Tugas yang Diberikan –
a: Salin kata demi kata bagian teks bacaan tentang bank sampah dari "Namun di tangan" sampai "Sumardiyono kepada RADARSEMARANG.COM.".
b: Jawablah pertanyaan berikut berdasarkan teks bacaan tentang bank sampah.
(i) Sejak tanggal berapa Bank Sampah Desa Bligo Beriman dirintis?
(ii) Berapa kira-kira jumlah nasabah tetap bank sampah itu saat ini?
(iii) Sejak tahun berapa bank sampah itu didukung dan menjadi mitra Rumah Zakat?

RADARSEMARANG.COM – Bank Sampah Desa Bligo, Kecamatan Ngluwar, Kabupaten Magelang ini mampu menyulap sampah rumah tangga menjadi pundi-pundi rupiah. Bank sampah dengan personel bapak-bapak desa ini pernah dinobatkan sebagai The Rubbish Man oleh Pemerintah Kabupaten Magelang, dan Juara II Bank Sampah Award Nasional oleh Desa Berdaya Foundation.
Namanya Bank Sampah Desa Bligo Beriman. Sudah dirintis sejak 20 Maret 2006. Tujuannya tak lain hanya untuk meningkatkan kesadaran masyarakat dalam pengelolaan sampah. Upaya tersebut memang tak mudah dan instan begitu saja. Prosesnya panjang. Selalu ada pasang surut hingga benar-benar berhasil mengonversi sampah jadi rupiah.
Namun di tangan segelintir warga Desa Bligo ini menjadi pionir sekaligus teladan dalam pengelolaan sampah. Uniknya, pelopor mayoritas kalangan bapak-bapak. Bayangkan, dengan usia yang tak lagi muda, spirit peduli lingkungan masih membara.
Kesadaran terhadap persoalan sampah sebenarnya sudah tumbuh 16 tahun yang lalu. Kelima bapak tersebut adalah Wimbo Abendhono, Sumardi, Sumardiyono, Wijonarko, dan Budi Susanto. Kelima pandawa itu menjadi perintis Bank Sampah Bligo Beriman. Berkat konsistensinya, hingga saat ini ada sekitar 500 nasabah tetap bank sampah.
“Prosesnya memang panjang hingga menjadi seperti saat ini. Dulu kesadaran masyarakat masih minim. Belum ada perhatian dari pemerintah desa. Alhamdulillah sejak 2016 kita didukung bahkan menjadi mitra Rumah Zakat,” kata Sumardiyono kepada RADARSEMARANG.COM.

Data Tersimpan –
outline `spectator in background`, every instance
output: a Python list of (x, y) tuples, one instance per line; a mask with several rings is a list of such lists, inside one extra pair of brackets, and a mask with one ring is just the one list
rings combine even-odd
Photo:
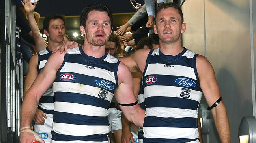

Jawaban Berikut –
a:
Namun di tangan segelintir warga Desa Bligo ini menjadi pionir sekaligus teladan dalam pengelolaan sampah. Uniknya, pelopor mayoritas kalangan bapak-bapak. Bayangkan, dengan usia yang tak lagi muda, spirit peduli lingkungan masih membara.
Kesadaran terhadap persoalan sampah sebenarnya sudah tumbuh 16 tahun yang lalu. Kelima bapak tersebut adalah Wimbo Abendhono, Sumardi, Sumardiyono, Wijonarko, dan Budi Susanto. Kelima pandawa itu menjadi perintis Bank Sampah Bligo Beriman. Berkat konsistensinya, hingga saat ini ada sekitar 500 nasabah tetap bank sampah.
“Prosesnya memang panjang hingga menjadi seperti saat ini. Dulu kesadaran masyarakat masih minim. Belum ada perhatian dari pemerintah desa. Alhamdulillah sejak 2016 kita didukung bahkan menjadi mitra Rumah Zakat,” kata Sumardiyono kepada RADARSEMARANG.COM.

b:
(i) Sejak 20 Maret 2006.
(ii) Sekitar 500 nasabah tetap.
(iii) Sejak 2016.